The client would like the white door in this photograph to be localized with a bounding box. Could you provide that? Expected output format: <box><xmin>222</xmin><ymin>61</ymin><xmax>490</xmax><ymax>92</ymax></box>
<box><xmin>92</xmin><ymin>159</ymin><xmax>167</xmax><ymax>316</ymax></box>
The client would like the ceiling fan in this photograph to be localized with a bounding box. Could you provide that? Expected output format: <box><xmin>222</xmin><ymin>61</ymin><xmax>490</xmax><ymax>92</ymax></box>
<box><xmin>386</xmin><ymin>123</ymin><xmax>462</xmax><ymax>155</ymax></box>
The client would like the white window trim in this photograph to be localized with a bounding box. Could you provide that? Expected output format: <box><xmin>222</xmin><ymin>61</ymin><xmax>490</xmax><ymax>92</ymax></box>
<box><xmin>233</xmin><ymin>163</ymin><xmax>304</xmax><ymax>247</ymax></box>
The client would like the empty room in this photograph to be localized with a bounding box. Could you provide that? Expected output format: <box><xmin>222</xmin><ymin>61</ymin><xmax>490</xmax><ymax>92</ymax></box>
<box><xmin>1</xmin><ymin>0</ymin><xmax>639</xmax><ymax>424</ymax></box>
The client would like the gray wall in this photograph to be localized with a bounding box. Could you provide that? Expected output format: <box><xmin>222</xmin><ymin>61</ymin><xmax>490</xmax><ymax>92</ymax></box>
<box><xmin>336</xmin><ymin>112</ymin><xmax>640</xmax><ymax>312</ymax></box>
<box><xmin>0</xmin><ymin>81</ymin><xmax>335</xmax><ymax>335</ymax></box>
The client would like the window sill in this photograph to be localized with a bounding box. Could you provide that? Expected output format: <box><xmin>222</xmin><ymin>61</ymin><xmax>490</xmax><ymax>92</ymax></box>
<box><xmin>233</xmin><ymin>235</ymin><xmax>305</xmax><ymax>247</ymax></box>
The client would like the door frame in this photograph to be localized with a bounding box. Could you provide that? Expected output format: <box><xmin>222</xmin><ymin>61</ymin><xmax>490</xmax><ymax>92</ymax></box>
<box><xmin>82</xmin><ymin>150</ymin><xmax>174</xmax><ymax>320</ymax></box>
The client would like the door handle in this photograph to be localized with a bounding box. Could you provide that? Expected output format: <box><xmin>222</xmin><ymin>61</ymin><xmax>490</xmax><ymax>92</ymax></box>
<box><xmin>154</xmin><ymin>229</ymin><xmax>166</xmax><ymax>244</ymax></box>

.....

Exactly as written, copy out all the entries above.

The client would like the white door in this photograph to be localized with a bounding box. Could you provide that? Expected output format: <box><xmin>222</xmin><ymin>61</ymin><xmax>490</xmax><ymax>92</ymax></box>
<box><xmin>92</xmin><ymin>159</ymin><xmax>167</xmax><ymax>316</ymax></box>
The client would like the ceiling fan in this photograph to be localized with a bounding box. Could you provide that? Expected output format: <box><xmin>222</xmin><ymin>61</ymin><xmax>490</xmax><ymax>92</ymax></box>
<box><xmin>386</xmin><ymin>123</ymin><xmax>462</xmax><ymax>155</ymax></box>
The client would like the white window trim in this photograph to be localized with a bounding box. Could you provide that? Expected output format: <box><xmin>222</xmin><ymin>61</ymin><xmax>490</xmax><ymax>92</ymax></box>
<box><xmin>233</xmin><ymin>163</ymin><xmax>304</xmax><ymax>247</ymax></box>
The client would like the empty room in this photograph to be localized with a bounding box. Could you provide that? Expected output format: <box><xmin>222</xmin><ymin>61</ymin><xmax>490</xmax><ymax>92</ymax></box>
<box><xmin>1</xmin><ymin>0</ymin><xmax>639</xmax><ymax>424</ymax></box>
The client would like the gray wall in this photograph to be localized with a bounding box. Could you provide that? Expected output format: <box><xmin>222</xmin><ymin>61</ymin><xmax>490</xmax><ymax>92</ymax></box>
<box><xmin>336</xmin><ymin>112</ymin><xmax>640</xmax><ymax>312</ymax></box>
<box><xmin>0</xmin><ymin>81</ymin><xmax>335</xmax><ymax>335</ymax></box>
The client would like the window sill in this photograph to be localized with a bounding box. Could you provide that? Expected output format: <box><xmin>222</xmin><ymin>61</ymin><xmax>490</xmax><ymax>92</ymax></box>
<box><xmin>233</xmin><ymin>235</ymin><xmax>305</xmax><ymax>247</ymax></box>
The client would like the door frame in this photograph to be localized with a bounding box. Could you provide that? Expected output format: <box><xmin>222</xmin><ymin>61</ymin><xmax>490</xmax><ymax>92</ymax></box>
<box><xmin>82</xmin><ymin>150</ymin><xmax>174</xmax><ymax>320</ymax></box>
The client would like the door handle in this photograph to be localized with a bounding box. Could you provide that? Expected output format: <box><xmin>222</xmin><ymin>61</ymin><xmax>490</xmax><ymax>92</ymax></box>
<box><xmin>154</xmin><ymin>229</ymin><xmax>166</xmax><ymax>244</ymax></box>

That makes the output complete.